Written problem 1: Using the Edmund Morris interview, decide whether each statement agrees with it, answering yes or no and quoting the deciding words: (a) Morris says he called Reagan an "apparent airhead." (b) Morris tells Robert Tuttle he is a historian. (c) Maureen Dowd's column about the book ran on Sept. 29.
Written problem 2: Please state the price the Edmund Morris interview gives for "Dutch: A Memoir of Ronald Reagan."
Written problem 3: Copy from the Edmund Morris interview everything from "He is the one" down to "strike against critics.".

Extract provided:
==================================================
Interview: Edmund Morris
By Eric Wittmershaus

In talking with Ronald Reagan biographer Edmund Morris, it's hard not to get the sense of a confident man who's spent a good deal of the past few weeks defending himself.

When asked about the irony of a publicity stop in Berkeley — the city over which Reagan, as governor in 1966, presided during one of the ultimate clashes between University of California, Berkeley, students and authority — Morris went on the defensive.

"I don't find it ironic at all...I'm not his apologist. Should I promote my book only in cities where Reagan is loved?"

And defend himself is precisely what the author of "Dutch: A Memoir of Ronald Reagan" (Random House, $35, 874 pages) has had to do.

He is the one who, with the aid of a much-criticized literary technique of fictionally projecting himself backward into Reagan's past, has had to deal with Reagan loyalists blasting him for calling the former chief executive an airhead.

"I called him an 'apparent airhead,'" Morris correctly points out, though the subject was not even specifically addressed in a recent telephone interview. "The first news leak in the Washington Post dropped that adjective, and that has caused all sorts of trouble.

"The whole point of the book was to show he was anything but an airhead."

And that is just the first in the litany of Morris rebuttals. The writer's defenses against would-be critics can be found in the book's very pages, starting on the ninth page of its prologue, when he issues what could be a pre-emptive strike against critics.

"I'm not a historian," he recounts to Robert Tuttle, the White House director of personnel who helped pursue Morris as Reagan's biographer.

And that's the trouble with "Dutch." Despite having written a brilliant narrative, Morris isn't a historian at all; yet because he's writing the only biography ever authorized by a sitting president, much of his audience expects a straight story. Could the book be anything but contentious?

"I knew from the start it was going to be controversial because it's original," he confirmed. "And originality in this world always creates a violent response."

While Morris' defense against the "airhead" comment is as simple as explaining an out-of-context quotation, he has had a more difficult time answering detractors of his technique, including vaunted New York Times columnist Maureen Dowd — herself guilty of lifting "airhead" out of context.

In her Sept. 29 column, Dowd blasted the book and talked of publisher Random House's efforts to present "Morris' lunacy as virtue." by carefully explaining and lauding his technique on the book's jacket.

Sharpening her claws, Dowd continued, saying Morris has "pioneered the Ally McBeal school of historiography, in which we regularly cut away from the action for wacky out-of-body fantasies."
==================================================
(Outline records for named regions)
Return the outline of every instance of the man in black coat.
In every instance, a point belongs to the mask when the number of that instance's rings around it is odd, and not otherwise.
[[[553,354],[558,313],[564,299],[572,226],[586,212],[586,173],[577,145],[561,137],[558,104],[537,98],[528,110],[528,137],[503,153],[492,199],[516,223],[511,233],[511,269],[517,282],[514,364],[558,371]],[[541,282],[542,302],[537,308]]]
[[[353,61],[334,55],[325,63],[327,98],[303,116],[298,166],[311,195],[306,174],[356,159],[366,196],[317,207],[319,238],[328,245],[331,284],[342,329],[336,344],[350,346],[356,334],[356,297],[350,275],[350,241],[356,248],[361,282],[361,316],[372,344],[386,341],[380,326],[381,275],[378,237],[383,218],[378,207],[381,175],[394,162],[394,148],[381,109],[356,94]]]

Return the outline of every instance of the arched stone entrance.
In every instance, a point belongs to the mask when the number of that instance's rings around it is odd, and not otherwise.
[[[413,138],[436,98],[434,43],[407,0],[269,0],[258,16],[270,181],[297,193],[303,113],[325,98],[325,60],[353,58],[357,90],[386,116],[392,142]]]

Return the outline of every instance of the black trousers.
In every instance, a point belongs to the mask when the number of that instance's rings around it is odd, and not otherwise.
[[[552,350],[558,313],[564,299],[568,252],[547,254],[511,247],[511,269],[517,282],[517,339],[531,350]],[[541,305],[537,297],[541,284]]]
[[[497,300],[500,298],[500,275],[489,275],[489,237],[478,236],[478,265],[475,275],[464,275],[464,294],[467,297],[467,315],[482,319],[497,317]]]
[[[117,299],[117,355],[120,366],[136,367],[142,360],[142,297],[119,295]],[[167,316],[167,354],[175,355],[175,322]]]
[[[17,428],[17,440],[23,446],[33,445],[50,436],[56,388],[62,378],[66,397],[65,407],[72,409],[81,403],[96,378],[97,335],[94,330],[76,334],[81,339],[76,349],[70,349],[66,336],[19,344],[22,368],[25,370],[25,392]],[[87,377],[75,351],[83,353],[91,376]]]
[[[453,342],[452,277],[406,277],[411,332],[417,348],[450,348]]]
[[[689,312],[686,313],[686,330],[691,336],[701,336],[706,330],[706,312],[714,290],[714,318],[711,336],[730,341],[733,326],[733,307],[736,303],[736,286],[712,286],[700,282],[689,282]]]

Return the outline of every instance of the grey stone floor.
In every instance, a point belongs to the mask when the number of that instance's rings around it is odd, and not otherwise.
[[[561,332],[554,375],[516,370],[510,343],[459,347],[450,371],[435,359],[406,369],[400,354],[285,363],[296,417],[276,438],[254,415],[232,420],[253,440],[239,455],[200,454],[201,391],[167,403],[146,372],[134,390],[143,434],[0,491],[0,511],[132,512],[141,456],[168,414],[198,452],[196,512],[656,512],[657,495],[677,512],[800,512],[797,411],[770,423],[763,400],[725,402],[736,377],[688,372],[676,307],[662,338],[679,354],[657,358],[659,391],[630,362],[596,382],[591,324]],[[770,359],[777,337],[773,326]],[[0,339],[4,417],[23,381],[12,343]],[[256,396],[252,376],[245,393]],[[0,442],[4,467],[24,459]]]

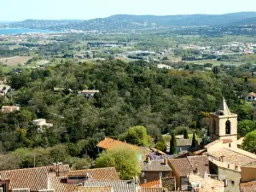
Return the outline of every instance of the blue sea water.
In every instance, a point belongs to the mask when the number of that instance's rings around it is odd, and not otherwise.
[[[9,29],[9,28],[0,28],[0,35],[16,35],[21,33],[54,33],[54,32],[60,32],[56,31],[49,31],[49,30],[40,30],[40,29]]]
==================================================
Task response 1:
(a) Yes: "I called him an 'apparent airhead,'"
(b) No: "I'm not a historian,"
(c) Yes: "In her Sept. 29 column"

Task response 2: $35

Task response 3:
He is the one who, with the aid of a much-criticized literary technique of fictionally projecting himself backward into Reagan's past, has had to deal with Reagan loyalists blasting him for calling the former chief executive an airhead.

"I called him an 'apparent airhead,'" Morris correctly points out, though the subject was not even specifically addressed in a recent telephone interview. "The first news leak in the Washington Post dropped that adjective, and that has caused all sorts of trouble.

"The whole point of the book was to show he was anything but an airhead."

And that is just the first in the litany of Morris rebuttals. The writer's defenses against would-be critics can be found in the book's very pages, starting on the ninth page of its prologue, when he issues what could be a pre-emptive strike against critics.